╭─ Excerpt

Thursday, September 27, 2012

Green...#GoForth


Today is forest green because I’m sick :(
Nah, that’s not the only reason.
Today is green because the desks in my physics classroom are green, and it is upon that surface I want to lay my head down in defeat and finally admit that I don’t get I, I’m not the smart blond, and sometimes science just doesn’t make sense. But I’m not giving up without a fight, and for me that means at least one more quiz. At least one more topic.
Today is green because I had a doctor’s appointment yesterday and the room was painted like under the sea and as I got my flu shot, a little green fish was smiling at me. (Hey that rhymed…maybe I should consider poetry? Hah, no) And that little green fish was still there as I found out I have a slight curve to my spine and will have to get an X-ray for the second time in my entire life. The first time was when I had an odd, inexplicable pain in my toe that lasted for months and then mysteriously went away like Mary Poppins.
Today is green because I’m jealous of all those writers and bloggers who have the time and dedication to write or post every day. Maybe someday I’ll be able to sit down for three hours and simply WRITE, but as of now I’m just happy that I could crank out four pages of who knows that that sort of sounded pretty and I could label as “half of a short/medium/possibly long story”.

╰─

# [What needs to be done]
Pick up the blog post above about why today is green and continue it from its last paragraph in the same voice.

╭─ Stored records

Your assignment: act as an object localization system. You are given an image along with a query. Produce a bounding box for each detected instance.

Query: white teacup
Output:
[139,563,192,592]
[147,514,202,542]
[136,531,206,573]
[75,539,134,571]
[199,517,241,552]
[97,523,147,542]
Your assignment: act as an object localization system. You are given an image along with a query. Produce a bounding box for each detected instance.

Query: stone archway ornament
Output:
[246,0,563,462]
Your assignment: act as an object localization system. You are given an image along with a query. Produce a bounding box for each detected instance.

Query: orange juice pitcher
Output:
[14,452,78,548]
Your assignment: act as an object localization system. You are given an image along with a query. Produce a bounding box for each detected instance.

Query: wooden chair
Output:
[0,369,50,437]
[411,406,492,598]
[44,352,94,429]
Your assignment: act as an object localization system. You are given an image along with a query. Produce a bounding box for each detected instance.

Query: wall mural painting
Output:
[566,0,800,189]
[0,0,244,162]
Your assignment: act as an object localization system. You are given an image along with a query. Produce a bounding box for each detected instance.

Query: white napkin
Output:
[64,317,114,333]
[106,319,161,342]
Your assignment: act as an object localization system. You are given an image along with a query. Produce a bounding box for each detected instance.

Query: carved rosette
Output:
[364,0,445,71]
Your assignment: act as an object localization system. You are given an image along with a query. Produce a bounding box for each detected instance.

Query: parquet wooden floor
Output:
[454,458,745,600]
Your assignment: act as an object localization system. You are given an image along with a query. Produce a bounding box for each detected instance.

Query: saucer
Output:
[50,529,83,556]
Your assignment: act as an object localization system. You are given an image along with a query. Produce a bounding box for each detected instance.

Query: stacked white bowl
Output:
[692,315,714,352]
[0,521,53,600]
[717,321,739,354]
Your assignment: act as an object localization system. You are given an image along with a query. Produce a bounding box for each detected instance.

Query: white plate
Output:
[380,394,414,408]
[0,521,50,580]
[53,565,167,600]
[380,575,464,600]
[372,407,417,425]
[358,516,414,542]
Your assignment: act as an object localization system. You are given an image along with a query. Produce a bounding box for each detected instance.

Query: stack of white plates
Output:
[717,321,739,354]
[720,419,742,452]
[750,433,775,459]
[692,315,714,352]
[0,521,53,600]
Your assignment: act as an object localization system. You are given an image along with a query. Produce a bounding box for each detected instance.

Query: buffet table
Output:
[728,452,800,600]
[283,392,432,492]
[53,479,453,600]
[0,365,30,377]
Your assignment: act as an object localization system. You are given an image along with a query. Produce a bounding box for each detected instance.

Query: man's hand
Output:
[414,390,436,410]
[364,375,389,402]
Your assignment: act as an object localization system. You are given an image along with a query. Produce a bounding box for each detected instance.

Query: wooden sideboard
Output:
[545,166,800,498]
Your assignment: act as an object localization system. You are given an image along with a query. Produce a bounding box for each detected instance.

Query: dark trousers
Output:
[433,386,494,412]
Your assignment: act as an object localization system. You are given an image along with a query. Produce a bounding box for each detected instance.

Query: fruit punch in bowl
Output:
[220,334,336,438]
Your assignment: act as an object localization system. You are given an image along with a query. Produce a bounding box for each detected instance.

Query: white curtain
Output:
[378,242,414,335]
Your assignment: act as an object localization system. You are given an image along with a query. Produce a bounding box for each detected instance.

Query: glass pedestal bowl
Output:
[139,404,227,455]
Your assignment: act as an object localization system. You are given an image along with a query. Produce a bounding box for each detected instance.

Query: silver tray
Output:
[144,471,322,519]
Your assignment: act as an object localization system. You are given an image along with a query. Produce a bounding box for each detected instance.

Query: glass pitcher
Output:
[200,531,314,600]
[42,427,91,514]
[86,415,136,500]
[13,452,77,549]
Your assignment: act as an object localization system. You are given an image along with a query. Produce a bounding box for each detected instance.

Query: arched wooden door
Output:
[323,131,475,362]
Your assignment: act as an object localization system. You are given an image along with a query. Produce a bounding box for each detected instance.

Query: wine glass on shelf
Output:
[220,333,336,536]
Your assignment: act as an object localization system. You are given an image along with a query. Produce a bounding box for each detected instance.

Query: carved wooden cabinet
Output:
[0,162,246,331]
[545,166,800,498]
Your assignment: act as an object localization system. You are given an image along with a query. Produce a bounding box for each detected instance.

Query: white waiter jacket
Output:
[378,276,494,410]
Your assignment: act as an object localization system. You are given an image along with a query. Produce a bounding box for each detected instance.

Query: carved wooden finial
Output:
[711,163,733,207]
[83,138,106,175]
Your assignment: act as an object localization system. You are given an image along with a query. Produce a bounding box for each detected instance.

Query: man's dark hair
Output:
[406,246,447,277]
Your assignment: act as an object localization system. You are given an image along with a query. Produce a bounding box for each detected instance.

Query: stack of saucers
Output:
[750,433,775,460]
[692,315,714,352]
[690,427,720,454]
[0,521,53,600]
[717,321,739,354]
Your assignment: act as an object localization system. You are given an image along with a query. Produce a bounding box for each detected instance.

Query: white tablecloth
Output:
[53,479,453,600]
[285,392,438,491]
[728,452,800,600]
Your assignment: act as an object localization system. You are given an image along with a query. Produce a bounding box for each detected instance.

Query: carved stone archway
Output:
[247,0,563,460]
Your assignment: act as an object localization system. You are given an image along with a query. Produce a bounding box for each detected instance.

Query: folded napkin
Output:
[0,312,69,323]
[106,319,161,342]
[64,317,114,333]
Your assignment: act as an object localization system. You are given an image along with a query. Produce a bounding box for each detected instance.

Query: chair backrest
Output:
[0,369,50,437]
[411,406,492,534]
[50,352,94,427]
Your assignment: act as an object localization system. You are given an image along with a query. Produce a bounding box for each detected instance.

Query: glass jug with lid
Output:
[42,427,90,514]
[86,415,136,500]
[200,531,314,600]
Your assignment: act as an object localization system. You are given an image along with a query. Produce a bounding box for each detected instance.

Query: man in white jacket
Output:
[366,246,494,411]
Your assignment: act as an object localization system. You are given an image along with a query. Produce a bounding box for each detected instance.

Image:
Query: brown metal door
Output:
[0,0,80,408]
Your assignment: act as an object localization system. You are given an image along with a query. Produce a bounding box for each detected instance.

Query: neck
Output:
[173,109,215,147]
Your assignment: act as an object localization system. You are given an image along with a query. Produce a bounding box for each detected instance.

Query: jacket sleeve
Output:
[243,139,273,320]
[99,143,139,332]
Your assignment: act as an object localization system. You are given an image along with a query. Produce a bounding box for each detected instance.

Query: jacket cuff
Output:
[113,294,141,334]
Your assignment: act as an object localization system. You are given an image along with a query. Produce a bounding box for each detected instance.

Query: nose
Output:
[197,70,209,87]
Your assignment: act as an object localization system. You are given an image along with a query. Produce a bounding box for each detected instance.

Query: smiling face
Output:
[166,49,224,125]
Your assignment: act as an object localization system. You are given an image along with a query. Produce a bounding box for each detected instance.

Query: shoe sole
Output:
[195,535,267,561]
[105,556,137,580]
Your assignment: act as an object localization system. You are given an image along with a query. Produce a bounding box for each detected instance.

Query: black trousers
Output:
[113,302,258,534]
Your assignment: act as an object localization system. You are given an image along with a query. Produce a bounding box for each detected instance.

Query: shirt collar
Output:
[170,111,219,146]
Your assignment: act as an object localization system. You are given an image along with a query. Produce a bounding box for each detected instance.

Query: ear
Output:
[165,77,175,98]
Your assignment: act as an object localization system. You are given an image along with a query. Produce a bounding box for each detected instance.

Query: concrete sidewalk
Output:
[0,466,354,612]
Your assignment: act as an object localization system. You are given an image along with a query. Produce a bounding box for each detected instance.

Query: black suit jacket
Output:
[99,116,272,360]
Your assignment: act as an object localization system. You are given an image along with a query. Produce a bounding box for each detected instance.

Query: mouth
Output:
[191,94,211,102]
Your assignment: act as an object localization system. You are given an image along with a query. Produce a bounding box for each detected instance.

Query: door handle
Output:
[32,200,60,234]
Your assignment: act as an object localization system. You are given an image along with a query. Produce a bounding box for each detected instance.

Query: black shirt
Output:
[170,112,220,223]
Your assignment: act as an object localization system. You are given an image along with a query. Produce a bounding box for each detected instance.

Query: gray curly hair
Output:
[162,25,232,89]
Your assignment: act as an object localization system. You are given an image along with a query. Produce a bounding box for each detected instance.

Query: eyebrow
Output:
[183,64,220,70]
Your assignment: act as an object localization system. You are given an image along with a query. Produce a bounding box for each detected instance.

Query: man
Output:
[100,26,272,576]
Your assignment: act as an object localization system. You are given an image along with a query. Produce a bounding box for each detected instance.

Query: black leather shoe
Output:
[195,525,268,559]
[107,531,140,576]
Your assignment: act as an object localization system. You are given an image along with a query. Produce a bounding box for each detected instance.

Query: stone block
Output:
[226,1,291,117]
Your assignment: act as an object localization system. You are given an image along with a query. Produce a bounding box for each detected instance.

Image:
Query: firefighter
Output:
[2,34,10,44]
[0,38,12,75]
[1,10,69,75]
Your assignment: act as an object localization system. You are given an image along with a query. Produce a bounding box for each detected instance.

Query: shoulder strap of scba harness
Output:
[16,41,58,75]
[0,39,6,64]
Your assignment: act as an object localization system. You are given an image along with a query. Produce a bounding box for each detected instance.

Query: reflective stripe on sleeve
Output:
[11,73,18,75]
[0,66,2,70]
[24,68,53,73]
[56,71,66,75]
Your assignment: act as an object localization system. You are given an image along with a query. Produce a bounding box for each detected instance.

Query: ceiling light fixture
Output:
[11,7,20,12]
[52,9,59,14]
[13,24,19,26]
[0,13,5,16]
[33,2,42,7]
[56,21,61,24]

╰─
╭─ Stored records

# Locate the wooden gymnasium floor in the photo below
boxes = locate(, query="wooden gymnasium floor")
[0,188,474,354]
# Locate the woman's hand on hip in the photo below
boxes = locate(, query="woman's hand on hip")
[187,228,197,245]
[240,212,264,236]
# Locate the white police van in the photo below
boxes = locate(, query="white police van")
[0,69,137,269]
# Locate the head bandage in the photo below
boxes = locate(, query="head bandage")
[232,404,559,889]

╰─
╭─ Stored records

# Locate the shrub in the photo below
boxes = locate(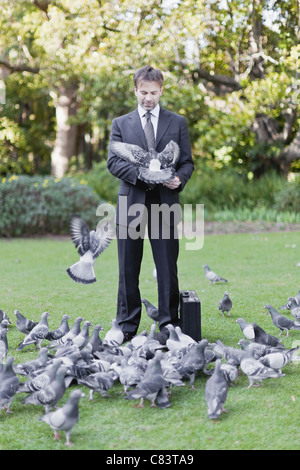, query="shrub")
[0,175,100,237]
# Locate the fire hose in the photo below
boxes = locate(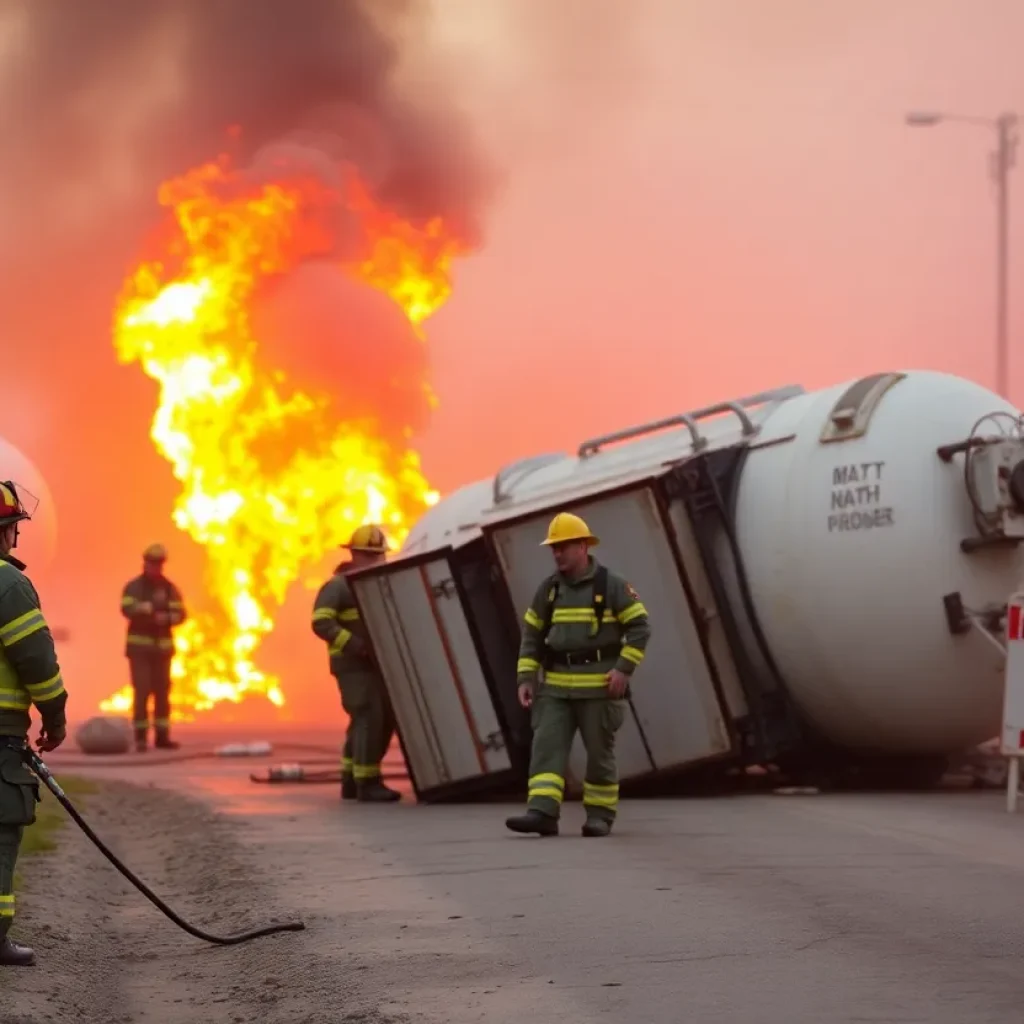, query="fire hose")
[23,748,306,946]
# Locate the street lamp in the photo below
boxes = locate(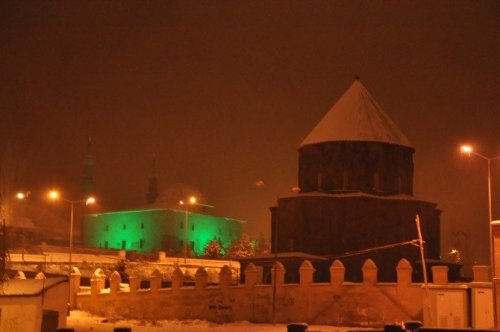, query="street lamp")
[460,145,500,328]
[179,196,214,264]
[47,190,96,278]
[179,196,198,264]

╰─

# [Output of the task]
Today is green because my tissue box is green, and it’s been my conjoined twin ever since I got home. People look at you funny if you walk around school with a tissue box, so I use those cute little packets until I can go home and carry around this apparently lumbering and ostentatious cardboard box. I swear, it’s been three hours and I’m almost finished with the whole thing.
Today is green because the senior who made me a shirt chose a green one, and I love it, it’s beautiful and I’ll be so happy to wear it tomorrow. I just really hope I don’t get stickered. At my school, the seniors do this obnoxious ritual where they take stick labels with horrendous things written on them and stick them on unsuspecting underclassmen. Last year I was spared. But this year, I’m a half an inch taller, and hey they might notice me now. Better watch my back.
Today is green because I wish I was upstate in the mountains, with all that lovely nature stuff around me like trees and grass and wildlife. Firstly, because it is gorgeous up there and freeing and all those lovely things. Secondly, because that would mean I wouldn’t have to go to school tomorrow, or next week for that matter, and I could instead sleep for about forty days and forty nights (a good solid number, just ask anyone) and feel a heck of a lot better.
Today is green because…eh, I’m done with that. There’s this MAGNIFICENTLY AMAZING COMMERCIAL I would like to share with you. Normally, I detest commercials as much as any self-respecting TV-watcher. When I’ve already decided to take the time out of my schedule to pencil in a hearty episode of Modern Family or whatever I don’t need to sit around watching moms pour detergent onto polo’s and watch the stains magically erase.  But THIS commercial, this Levi Jeans commercial, shocked me because in the background, instead of playing some sort of indie elevator music, it had something that resembled slam poetry.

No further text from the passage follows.